----- Supplied material -----

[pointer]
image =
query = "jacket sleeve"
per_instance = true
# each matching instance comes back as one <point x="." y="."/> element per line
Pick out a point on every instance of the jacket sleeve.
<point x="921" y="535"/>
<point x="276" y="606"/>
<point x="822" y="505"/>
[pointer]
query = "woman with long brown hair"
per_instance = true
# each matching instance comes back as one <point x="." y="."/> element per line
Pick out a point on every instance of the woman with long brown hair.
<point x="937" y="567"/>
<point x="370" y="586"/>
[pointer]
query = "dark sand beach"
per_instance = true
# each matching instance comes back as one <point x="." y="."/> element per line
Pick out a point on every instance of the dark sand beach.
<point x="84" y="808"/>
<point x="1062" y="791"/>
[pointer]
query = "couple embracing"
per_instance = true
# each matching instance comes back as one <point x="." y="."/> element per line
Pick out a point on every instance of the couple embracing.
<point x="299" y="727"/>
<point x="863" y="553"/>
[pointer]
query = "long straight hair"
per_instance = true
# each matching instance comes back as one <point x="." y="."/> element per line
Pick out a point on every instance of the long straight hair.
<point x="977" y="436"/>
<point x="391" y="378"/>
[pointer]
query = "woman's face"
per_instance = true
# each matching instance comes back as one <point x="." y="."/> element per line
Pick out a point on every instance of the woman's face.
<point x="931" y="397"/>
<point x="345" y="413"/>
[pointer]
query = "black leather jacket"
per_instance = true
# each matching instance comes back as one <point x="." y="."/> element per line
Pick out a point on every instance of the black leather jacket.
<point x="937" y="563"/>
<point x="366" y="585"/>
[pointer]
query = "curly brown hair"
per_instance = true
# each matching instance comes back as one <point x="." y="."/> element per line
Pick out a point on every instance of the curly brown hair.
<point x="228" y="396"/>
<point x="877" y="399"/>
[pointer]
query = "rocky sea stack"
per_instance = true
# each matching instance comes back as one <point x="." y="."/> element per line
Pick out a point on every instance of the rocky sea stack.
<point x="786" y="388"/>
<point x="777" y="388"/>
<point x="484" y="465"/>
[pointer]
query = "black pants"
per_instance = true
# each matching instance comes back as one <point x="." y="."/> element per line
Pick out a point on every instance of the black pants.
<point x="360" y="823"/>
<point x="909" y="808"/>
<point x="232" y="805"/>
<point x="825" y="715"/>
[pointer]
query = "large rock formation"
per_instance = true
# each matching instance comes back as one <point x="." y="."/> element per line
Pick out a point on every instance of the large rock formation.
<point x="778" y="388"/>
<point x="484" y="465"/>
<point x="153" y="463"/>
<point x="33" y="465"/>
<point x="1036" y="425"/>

-----

Aim =>
Restate the listing in full, word for word.

Answer for the task =>
[pointer]
image =
query = "jacket sleeve"
per_instance = true
# each matching instance comes back as one <point x="." y="."/> element per line
Pick out a point on every instance of the jacket sleeve.
<point x="921" y="535"/>
<point x="276" y="606"/>
<point x="822" y="505"/>
[pointer]
query = "woman with long brown hair"
per_instance = true
# each matching instance comes back as one <point x="." y="."/> element per line
Pick out a point on every instance of the woman with long brown hair.
<point x="937" y="567"/>
<point x="370" y="586"/>
[pointer]
query = "dark sand beach"
per_instance = true
# each matching instance comes back as one <point x="." y="."/> element per line
Pick out a point on every instance of the dark sand beach.
<point x="84" y="808"/>
<point x="1062" y="791"/>
[pointer]
query = "couple embracing"
per_instance = true
# each matching instance comes back as one <point x="." y="."/> element per line
Pick out a point on every instance of the couple embracing.
<point x="299" y="727"/>
<point x="863" y="553"/>
[pointer]
query = "long straight hair"
per_instance = true
# each matching instance comes back as one <point x="." y="."/> element per line
Pick out a point on every instance of the long straight hair.
<point x="977" y="436"/>
<point x="391" y="378"/>
[pointer]
query = "woman's face"
per_instance = true
# each matching instance comes back as one <point x="." y="."/> element per line
Pick out a point on every instance of the woman's face.
<point x="931" y="397"/>
<point x="345" y="413"/>
[pointer]
query = "black leather jacket"
per_instance = true
# each matching instance comes back as one <point x="." y="."/> element per line
Pick out a point on every instance of the black leather jacket.
<point x="937" y="563"/>
<point x="366" y="585"/>
[pointer]
query = "curly brown hair"
per_instance = true
# each matching instance comes back as one <point x="." y="."/> element per line
Pick out a point on every instance of the curly brown hair.
<point x="228" y="396"/>
<point x="877" y="399"/>
[pointer]
query = "rocky sea stack"
per_instance = true
# each matching instance comes back as one <point x="." y="."/> element per line
Pick out a point on every instance of the rocky sea stack.
<point x="786" y="388"/>
<point x="777" y="388"/>
<point x="484" y="465"/>
[pointer]
query = "black pants"
per_instance = true
# each matching instance comes back as one <point x="." y="."/> element per line
Pick out a point on every instance of the black pants.
<point x="360" y="823"/>
<point x="909" y="808"/>
<point x="232" y="805"/>
<point x="825" y="715"/>
[pointer]
query = "large rock formation"
per_instance = true
# each matching instance comes back as one <point x="." y="."/> element per line
Pick out a point on every instance of the large rock formation.
<point x="778" y="388"/>
<point x="484" y="465"/>
<point x="153" y="463"/>
<point x="33" y="465"/>
<point x="1036" y="425"/>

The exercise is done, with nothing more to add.